# Provided material start

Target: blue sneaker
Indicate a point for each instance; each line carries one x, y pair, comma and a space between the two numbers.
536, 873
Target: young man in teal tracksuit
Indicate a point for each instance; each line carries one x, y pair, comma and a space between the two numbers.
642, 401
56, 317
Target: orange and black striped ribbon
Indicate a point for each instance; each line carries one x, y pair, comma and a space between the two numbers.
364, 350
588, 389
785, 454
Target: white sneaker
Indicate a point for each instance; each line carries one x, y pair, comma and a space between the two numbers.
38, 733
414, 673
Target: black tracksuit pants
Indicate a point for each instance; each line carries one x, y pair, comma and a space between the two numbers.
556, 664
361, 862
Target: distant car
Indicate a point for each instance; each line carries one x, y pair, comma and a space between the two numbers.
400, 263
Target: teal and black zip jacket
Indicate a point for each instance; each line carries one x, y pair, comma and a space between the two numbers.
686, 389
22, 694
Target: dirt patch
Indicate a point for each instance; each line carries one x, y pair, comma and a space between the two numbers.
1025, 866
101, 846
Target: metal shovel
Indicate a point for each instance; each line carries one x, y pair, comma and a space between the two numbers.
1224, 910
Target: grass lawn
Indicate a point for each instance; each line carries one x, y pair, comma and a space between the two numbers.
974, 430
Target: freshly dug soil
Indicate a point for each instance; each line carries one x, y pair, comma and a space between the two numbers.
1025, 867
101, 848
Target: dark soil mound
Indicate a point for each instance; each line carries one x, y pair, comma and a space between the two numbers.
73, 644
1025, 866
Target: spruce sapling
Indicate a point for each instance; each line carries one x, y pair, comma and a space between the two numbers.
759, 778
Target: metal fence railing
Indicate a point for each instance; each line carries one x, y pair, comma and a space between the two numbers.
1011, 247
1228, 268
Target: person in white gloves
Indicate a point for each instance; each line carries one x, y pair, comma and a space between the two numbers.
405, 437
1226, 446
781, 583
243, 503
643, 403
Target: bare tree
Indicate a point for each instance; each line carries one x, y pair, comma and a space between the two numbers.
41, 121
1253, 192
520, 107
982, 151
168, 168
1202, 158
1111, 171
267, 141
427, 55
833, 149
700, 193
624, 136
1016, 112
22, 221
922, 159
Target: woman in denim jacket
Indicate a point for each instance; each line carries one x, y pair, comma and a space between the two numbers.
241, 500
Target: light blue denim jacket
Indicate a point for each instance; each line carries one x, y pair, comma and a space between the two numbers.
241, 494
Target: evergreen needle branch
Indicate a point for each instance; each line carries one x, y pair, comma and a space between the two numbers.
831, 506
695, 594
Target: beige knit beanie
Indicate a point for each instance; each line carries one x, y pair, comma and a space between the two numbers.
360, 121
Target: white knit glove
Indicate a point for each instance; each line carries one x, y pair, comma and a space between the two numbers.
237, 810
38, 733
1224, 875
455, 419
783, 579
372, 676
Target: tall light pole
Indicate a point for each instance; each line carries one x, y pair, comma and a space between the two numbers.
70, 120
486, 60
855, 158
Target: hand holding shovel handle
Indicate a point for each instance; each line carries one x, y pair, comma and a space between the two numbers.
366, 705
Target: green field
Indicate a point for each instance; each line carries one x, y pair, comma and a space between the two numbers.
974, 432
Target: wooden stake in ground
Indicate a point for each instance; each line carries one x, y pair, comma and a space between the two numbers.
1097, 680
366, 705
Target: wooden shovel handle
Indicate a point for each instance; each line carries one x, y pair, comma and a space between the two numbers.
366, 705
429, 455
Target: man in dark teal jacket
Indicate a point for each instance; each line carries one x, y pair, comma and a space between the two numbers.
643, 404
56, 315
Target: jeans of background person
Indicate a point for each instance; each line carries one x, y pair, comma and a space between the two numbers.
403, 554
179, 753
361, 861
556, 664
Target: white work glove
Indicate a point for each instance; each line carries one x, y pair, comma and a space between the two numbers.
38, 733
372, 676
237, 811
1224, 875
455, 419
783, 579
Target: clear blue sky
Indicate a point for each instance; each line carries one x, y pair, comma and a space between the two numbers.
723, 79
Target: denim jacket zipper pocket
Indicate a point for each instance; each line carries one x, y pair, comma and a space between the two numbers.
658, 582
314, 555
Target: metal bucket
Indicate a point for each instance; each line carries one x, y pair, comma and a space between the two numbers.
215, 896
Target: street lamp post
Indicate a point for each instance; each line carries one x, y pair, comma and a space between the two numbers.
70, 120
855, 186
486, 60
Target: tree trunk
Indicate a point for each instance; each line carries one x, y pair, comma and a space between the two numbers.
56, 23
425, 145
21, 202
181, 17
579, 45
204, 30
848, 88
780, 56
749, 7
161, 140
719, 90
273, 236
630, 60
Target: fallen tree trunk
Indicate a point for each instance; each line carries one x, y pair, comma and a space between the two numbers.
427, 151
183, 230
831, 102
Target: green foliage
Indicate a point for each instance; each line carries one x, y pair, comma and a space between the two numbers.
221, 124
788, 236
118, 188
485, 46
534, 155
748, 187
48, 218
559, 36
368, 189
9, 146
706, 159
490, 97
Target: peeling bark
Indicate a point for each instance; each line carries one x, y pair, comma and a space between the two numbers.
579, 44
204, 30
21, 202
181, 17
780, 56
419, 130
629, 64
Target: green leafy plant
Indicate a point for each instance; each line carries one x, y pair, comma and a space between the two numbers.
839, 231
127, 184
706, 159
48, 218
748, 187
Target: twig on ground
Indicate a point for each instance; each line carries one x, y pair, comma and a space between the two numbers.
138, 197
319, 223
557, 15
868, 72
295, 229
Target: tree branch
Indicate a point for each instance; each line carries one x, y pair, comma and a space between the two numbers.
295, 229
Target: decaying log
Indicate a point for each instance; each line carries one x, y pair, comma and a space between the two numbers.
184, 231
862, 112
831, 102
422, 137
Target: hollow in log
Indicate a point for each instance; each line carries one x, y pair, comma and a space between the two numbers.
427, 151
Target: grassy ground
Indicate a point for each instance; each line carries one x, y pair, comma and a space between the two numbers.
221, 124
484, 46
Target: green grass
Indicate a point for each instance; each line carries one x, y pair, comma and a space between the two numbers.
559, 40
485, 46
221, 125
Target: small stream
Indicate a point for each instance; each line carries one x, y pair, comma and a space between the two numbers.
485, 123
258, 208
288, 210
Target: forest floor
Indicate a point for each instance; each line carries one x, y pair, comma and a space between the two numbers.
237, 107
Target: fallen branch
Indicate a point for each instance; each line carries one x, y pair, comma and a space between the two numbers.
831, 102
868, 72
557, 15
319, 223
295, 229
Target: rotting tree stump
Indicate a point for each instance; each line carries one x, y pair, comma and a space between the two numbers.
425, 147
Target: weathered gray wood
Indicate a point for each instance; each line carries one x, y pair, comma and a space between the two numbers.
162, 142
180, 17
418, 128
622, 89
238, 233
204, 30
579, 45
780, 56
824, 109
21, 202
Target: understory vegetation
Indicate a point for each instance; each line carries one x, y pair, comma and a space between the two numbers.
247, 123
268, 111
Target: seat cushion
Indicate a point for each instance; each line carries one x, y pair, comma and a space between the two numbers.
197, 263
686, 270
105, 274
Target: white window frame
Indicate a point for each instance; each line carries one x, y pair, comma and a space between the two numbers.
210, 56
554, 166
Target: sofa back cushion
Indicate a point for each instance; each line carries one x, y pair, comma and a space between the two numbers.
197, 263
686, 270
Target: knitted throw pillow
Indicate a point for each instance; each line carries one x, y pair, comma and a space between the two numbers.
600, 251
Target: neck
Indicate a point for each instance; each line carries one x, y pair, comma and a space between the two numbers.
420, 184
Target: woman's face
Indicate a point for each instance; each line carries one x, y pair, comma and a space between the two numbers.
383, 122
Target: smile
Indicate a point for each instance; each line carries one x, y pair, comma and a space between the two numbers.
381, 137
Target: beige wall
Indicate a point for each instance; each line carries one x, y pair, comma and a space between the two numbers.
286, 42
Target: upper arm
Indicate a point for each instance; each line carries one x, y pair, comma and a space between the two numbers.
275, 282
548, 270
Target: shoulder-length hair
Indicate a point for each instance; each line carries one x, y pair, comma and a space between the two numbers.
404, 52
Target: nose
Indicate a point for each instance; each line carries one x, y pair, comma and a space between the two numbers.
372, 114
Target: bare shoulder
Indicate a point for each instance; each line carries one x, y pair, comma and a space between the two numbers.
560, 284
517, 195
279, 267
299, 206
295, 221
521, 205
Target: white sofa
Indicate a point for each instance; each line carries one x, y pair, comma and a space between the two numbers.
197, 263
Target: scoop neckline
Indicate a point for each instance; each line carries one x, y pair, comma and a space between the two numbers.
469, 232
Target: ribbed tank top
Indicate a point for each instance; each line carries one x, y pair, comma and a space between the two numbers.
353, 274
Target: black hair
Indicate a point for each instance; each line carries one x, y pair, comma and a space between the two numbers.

# Provided material end

The request: Reproduce word for word the stretch of the records above from the line containing "Target: white sofa" through the last line of the records.

Output for this exercise:
Target: white sofa
Indicate a point for each instance; each line carries one x, y pair, comma and a space between the two numbers.
197, 263
Target: scoop neckline
Indicate a point for each instance; each line carries one x, y pair, comma and a space between the two numbers.
469, 232
Target: ribbed tank top
Indicate a point for each instance; each line carries one x, y pair, comma and a space between the two numbers.
353, 274
Target: black hair
Indicate a point for each instance; each line carries one x, y pair, comma and a space between the two numbers.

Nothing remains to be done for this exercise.